▸ **Brano selezionato**:

───

Evidentemente il problema si è sempre posto al popolo di Dio, alle prese con le difficoltà, gli impegni e gli imprevisti della vita, da una parte, e con la mutevolezza, l’incostanza e la fragilità della sua carne dall’altra. Sono così sorte pratiche, regole e metodi che hanno educato intere generazioni di credenti alla preghiera.
Una regola, un ritmo
Gli Ebrei recitavano lo Shemà (Deut. 6:4-7, 11:19) due volte al giorno: al sorgere del sole e al tramonto. A fianco a questo mettevano la preghiera tre volte al giorno: al sorgere del sole, al pomeriggio verso le tre, e al calar del sole. Il libro di Daniele (6:11) ed i Salmi (55:18, ecc.) testimoniano di questo ritmo. E questa era la pratica del popolo d’Israele alla venuta del Cristo.
Gesù sarà senz’altro cresciuto in questa pratica, e d’altra parte i Vangeli testimoniano con sufficiente attendibilità che anche negli anni del suo ministero Gesù ha continuato così, certamente allungando ed espandendo queste occasioni a lunghe ore e intere notti.
La chiesa primitiva eredita questa cadenza dalla pietà ebraica, superandola però secondo l’esempio di Gesù e creando altri momenti di preghiera in rapporto ad occasioni (ad esempio i pasti), a bisogni o ad esigenze particolari.
La Didaché (un documento della chiesa primitiva) prescrive: “Tre volte al giorno dovete pregare così: “Padre nostro…”” (Didaché 8:3). Nei successivi venti secoli di cristianesimo, i padri della chiesa, gli ordini monastici e religiosi, i riformatori, i movimenti di risveglio e di spiritualità hanno tutti sviluppato delle pratiche costruite essenzialmente intorno a questo schema/ritmo fondamentale.
Nelle chiese evangeliche, figlie della riforma, del pietismo e del risveglio, la reazione al formalismo e la diffidenza verso l’istituzione hanno prodotto forti resistenze allo sviluppo di regole, tradizioni ed abitudini uniformi di preghiera. La spontaneità, l’immediatezza e la libertà sono state vissute come valori di riferimento fondamentale. Il che è ottimo in un clima di risveglio e di zelo spirituale, ma non funziona altrettanto bene nei tempi della prova, della tentazione, dell’aridità.
Un modello
Oggi assistiamo ad una notevole ripresa dei movimenti di preghiera: in America del Sud ed in Africa, in Asia e perfino negli Stati Uniti. L’Europa invece presenta ritardi e maggiore resistenza anche su questo terreno.

───

▸ **Consegna**: Trascriva fedelmente il passo del brano sulla preghiera che inizia con "Una regola, un" e termina con "venuta del Cristo.".

▸ **Record forniti**:
───

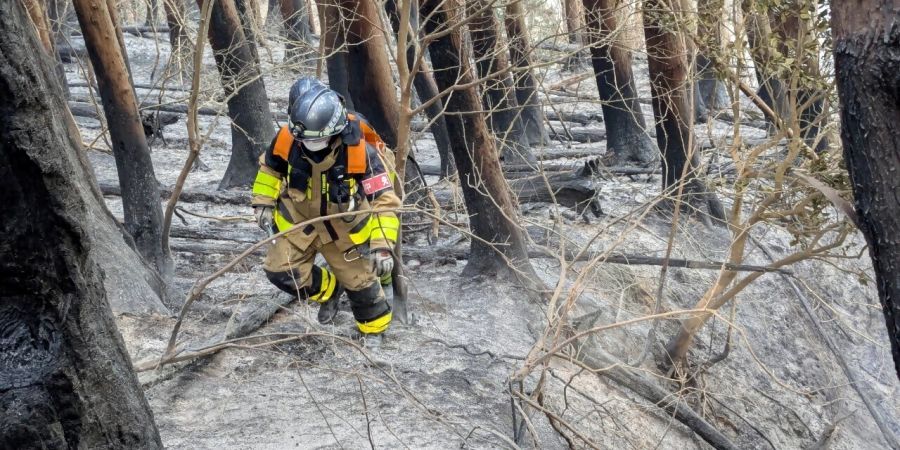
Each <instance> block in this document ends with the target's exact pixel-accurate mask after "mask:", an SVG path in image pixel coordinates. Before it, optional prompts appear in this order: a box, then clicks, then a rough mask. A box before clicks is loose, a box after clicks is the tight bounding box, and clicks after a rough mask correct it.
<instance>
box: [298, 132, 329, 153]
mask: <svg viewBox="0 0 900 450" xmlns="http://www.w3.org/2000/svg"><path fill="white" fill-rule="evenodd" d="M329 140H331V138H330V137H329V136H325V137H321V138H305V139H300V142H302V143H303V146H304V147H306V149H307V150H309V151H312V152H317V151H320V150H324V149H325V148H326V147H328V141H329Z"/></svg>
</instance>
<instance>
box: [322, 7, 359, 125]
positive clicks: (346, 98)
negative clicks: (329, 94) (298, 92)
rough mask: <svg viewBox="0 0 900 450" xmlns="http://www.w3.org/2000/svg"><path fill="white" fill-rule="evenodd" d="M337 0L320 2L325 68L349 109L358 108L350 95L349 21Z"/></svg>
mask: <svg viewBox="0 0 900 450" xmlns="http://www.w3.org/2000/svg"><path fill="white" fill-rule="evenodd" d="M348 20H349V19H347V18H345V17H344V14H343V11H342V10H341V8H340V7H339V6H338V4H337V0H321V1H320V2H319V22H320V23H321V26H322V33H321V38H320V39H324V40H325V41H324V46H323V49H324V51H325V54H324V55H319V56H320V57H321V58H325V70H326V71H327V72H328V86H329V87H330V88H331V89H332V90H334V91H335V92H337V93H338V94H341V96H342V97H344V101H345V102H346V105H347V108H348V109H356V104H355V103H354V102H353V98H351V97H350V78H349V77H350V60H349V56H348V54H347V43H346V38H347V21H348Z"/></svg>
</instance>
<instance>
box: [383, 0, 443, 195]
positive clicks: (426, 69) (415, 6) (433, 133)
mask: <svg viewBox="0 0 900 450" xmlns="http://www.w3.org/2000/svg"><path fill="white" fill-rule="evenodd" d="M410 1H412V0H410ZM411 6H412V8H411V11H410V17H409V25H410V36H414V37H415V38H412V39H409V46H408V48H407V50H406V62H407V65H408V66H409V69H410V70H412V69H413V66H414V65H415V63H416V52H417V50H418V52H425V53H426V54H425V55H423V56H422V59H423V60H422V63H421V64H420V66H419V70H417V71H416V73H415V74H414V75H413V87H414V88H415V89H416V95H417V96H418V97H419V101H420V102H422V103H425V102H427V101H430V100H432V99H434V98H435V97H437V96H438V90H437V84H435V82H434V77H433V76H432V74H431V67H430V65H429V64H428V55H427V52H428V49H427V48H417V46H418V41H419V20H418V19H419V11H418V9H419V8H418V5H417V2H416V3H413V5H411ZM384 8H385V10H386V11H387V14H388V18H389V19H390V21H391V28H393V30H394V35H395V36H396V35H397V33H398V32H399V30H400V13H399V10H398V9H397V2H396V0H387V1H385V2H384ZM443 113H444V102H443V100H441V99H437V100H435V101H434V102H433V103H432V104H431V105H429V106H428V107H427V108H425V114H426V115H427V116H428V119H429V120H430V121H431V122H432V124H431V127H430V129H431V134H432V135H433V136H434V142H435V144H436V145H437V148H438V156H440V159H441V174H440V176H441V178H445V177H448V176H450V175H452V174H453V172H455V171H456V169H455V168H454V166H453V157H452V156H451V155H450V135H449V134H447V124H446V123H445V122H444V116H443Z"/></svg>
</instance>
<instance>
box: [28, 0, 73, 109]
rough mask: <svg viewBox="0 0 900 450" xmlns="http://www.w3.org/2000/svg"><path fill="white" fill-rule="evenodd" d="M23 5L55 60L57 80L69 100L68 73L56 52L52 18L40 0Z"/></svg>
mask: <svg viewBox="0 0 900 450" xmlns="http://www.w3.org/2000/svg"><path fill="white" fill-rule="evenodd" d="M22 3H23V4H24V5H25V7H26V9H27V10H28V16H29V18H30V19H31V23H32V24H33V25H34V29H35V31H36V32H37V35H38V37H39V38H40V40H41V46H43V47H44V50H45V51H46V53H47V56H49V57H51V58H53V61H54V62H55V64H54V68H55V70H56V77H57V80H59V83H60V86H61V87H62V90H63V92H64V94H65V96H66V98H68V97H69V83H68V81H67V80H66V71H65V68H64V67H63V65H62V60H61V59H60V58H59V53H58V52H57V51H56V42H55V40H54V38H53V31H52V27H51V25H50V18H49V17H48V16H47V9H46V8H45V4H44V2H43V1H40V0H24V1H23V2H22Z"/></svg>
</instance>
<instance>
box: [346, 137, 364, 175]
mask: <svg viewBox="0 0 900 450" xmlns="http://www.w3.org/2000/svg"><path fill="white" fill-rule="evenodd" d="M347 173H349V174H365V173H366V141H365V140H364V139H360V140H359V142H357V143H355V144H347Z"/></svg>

───

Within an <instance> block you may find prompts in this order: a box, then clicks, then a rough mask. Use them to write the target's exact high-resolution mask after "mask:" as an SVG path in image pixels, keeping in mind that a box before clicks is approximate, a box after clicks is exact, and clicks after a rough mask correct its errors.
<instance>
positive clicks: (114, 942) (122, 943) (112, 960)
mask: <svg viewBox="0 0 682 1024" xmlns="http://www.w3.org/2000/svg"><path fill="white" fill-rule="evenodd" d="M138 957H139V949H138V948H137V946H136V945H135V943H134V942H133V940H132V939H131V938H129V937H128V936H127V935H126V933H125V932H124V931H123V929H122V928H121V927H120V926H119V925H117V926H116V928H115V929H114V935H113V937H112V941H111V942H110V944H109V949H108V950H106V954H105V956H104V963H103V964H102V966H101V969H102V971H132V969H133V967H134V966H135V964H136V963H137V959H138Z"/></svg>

───

▸ **Soluzione**:
Una regola, un ritmo
Gli Ebrei recitavano lo Shemà (Deut. 6:4-7, 11:19) due volte al giorno: al sorgere del sole e al tramonto. A fianco a questo mettevano la preghiera tre volte al giorno: al sorgere del sole, al pomeriggio verso le tre, e al calar del sole. Il libro di Daniele (6:11) ed i Salmi (55:18, ecc.) testimoniano di questo ritmo. E questa era la pratica del popolo d’Israele alla venuta del Cristo.